Texto selecionado »

━━━━

CENTENÁRIO DAS APARIÇÕES | PAZ: PROMESSA E PROCURA
As aparições reconhecidas pela Igreja apresentam-se como testemunhos de mediação mariana da admirável acção de Deus. Também em Fátima se sublinha a misericórdia divina diante de um mundo nem sempre atento e a universalidade da acção salvífica de Cristo, bem como se insiste no apelo à participação penitencial de todos os crentes. Com palavras simples, ali se espelha o Evangelho.
Entre o muito que de Fátima se pode dizer está o apelo constante à paz, essa realidade sempre ameaçada e adiada em muitas regiões do mundo, mas também no seio de comunidades, famílias e indivíduos. Não é por acaso que ali se pede a consagração do mundo ao Imaculado Coração de Maria, o que aconteceu em diversos momentos, concretizando a confiança na intercessão mariana.
Na terceira aparição, os videntes ouviram: “Se fizerem o que eu vos disse, salvar-se-ão muitas almas e terão paz”. Há, nestas palavras, uma promessa e um aviso: a paz é possível, mas exige conversão, procura da verdade e da justiça, respeito pelo outro, confiança em si mesmo e nos outros.

━━━━

Excertos das entradas »
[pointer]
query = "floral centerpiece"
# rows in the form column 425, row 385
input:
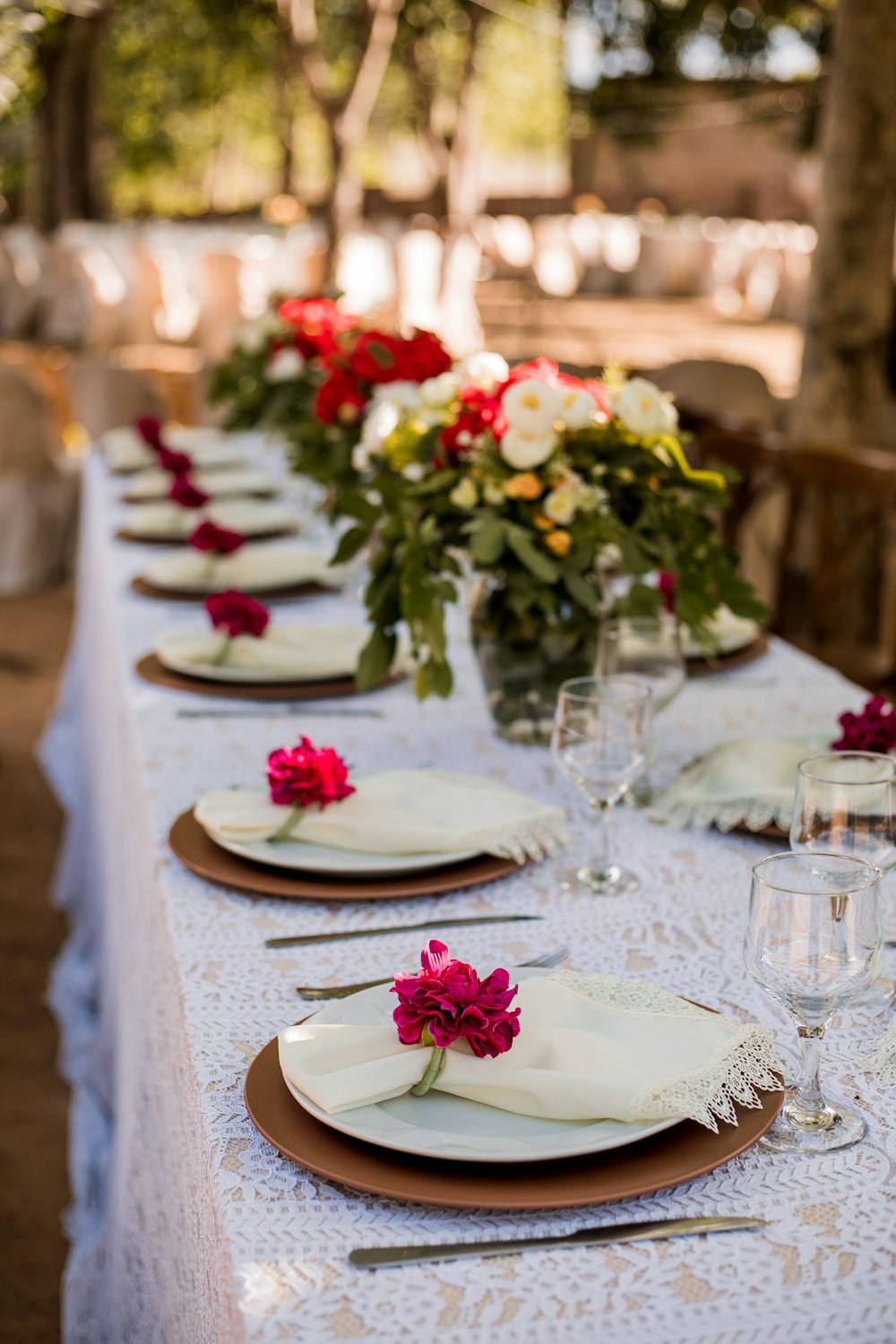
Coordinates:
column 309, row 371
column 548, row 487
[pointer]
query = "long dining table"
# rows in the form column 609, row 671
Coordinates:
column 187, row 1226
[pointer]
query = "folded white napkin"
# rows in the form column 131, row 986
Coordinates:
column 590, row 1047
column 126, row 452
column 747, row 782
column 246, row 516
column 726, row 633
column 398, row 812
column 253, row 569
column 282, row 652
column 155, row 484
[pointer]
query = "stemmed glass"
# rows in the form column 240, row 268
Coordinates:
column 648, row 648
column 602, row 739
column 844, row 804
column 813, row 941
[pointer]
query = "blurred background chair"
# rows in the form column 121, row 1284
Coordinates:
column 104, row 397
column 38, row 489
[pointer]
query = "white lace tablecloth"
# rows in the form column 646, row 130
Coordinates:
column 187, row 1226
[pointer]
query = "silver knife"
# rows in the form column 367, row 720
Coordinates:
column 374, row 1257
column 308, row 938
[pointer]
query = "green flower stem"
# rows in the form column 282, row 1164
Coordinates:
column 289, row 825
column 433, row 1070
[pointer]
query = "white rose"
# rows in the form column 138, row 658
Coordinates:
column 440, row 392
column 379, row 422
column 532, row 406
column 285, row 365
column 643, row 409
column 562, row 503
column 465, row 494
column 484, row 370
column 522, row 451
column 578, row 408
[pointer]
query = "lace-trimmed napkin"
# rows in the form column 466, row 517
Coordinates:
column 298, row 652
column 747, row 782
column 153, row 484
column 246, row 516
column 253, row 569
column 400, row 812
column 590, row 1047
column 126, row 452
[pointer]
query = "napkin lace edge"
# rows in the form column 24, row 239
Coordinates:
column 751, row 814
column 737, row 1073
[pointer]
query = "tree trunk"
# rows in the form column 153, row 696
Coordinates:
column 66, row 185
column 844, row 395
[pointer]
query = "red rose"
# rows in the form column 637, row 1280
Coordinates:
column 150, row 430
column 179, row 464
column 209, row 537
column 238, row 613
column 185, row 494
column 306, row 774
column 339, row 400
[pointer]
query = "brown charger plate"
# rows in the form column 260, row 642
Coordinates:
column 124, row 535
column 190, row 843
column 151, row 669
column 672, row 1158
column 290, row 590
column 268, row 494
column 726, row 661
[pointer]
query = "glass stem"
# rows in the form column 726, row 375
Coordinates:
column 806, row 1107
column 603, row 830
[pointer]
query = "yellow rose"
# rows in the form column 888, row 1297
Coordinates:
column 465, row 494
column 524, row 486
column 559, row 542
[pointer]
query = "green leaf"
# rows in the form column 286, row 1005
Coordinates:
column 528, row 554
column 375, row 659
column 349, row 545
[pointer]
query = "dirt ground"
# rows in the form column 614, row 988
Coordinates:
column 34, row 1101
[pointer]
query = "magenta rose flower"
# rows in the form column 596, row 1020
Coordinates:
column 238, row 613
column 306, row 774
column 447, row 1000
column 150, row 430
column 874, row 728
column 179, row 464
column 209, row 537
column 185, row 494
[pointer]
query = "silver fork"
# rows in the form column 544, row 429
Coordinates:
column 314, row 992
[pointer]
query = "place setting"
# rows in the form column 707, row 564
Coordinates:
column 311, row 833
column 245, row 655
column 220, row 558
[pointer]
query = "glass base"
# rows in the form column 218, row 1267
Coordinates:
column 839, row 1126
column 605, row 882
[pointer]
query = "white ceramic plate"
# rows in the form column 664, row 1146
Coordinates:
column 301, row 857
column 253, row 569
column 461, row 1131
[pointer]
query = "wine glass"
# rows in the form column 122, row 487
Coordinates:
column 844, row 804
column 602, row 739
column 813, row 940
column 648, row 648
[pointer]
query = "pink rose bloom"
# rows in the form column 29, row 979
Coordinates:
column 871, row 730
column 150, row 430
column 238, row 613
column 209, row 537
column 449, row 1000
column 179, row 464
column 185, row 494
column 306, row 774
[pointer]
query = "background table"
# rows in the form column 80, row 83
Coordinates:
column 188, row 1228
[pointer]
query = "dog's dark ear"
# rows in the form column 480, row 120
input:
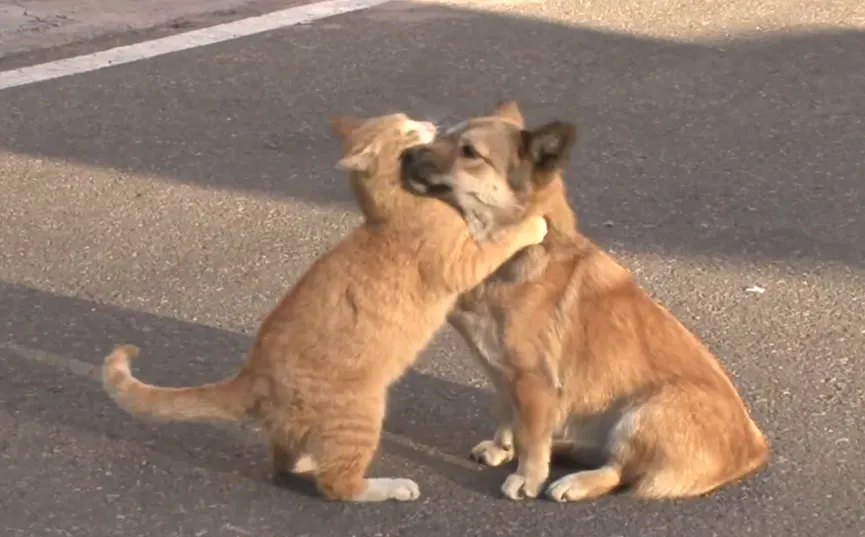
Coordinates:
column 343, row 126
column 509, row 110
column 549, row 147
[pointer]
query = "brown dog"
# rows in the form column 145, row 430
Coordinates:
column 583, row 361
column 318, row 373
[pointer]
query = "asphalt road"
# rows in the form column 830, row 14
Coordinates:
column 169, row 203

━━━━

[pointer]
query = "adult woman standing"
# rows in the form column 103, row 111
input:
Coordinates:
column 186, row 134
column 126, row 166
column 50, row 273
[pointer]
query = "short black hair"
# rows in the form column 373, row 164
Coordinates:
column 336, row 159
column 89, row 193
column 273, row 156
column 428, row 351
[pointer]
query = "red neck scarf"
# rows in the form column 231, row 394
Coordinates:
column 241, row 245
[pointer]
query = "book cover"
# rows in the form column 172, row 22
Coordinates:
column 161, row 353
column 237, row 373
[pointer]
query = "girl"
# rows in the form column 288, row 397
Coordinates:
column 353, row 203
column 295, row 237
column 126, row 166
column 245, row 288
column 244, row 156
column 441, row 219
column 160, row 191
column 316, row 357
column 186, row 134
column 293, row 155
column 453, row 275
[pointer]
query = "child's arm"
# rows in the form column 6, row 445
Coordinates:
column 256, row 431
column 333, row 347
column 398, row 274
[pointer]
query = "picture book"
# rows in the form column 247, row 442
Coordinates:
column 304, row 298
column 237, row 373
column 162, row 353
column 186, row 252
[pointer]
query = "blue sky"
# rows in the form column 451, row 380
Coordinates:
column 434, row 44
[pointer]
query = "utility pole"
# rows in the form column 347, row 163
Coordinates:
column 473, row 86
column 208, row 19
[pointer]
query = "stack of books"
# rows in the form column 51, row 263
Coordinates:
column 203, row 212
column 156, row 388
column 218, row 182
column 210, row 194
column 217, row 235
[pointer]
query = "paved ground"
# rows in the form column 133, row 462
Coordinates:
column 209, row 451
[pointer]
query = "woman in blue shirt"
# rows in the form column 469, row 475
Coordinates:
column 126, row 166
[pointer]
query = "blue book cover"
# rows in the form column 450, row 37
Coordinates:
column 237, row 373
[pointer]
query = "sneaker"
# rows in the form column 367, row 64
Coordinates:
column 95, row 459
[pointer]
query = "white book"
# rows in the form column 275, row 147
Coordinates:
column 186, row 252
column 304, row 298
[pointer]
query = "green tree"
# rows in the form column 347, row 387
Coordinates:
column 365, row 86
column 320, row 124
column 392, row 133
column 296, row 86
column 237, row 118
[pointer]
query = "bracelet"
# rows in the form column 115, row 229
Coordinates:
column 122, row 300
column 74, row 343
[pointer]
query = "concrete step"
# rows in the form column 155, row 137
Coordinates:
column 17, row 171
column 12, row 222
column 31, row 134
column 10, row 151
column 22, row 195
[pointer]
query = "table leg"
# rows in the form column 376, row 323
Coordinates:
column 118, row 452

━━━━

Descrição do problema » Continue o texto sobre a paz nas aparições de Fátima a partir da última frase apresentada.

Resultado da tarefa »
Nas suas preces, a Igreja reza continuamente pela paz e diversifica acções e apelos com vista à sensibilização do mundo para esta realidade. Ao mesmo tempo, os meios de comunicação informam diariamente sobre as consequências dos conflitos armados que envolvem povos, mas também sobre actos de violência praticados nas famílias, nas escolas, na rua, no trabalho, no desporto…
Entre o muito que sobre o tema se poderia escrever, talvez valha a pena referir que a paz não será apenas o silêncio das armas, porque a existência destas e a constante ameaça de utilização contribuem para gerar ansiedade, insegurança e medo. Por outro lado, a paz também não se impõe quando as críticas cessam ou a unanimidade se instala, já que tal silêncio pode ser sinónimo de uma “paz podre” que não gera confiança nem respeita a diferença. Depois, a paz não resulta apenas da ausência de ruídos exteriores, uma vez que pode estar arredada do coração, quando a serenidade se ausenta ou quando a consciência não cessa de alertar…
Na Carta Pastoral dos Bispos portugueses para o Centenário das Aparições podemos ler: “Fiéis ao carisma de Fátima, somos chamados a acolher o convite à promoção e defesa da paz entre os povos, denunciando e opondo-nos aos mecanismos perversos que enfrentam raças e nações: a arrogância racionalista e individualista, o egoísmo indiferente e subjectivista, a economia sem moral ou a política sem compaixão. Fátima ergue-se como palavra profética de denúncia do mal e compromisso com o bem, na promoção da justiça e da paz, na valorização e respeito pela dignidade de cada ser humano” (n.º 15).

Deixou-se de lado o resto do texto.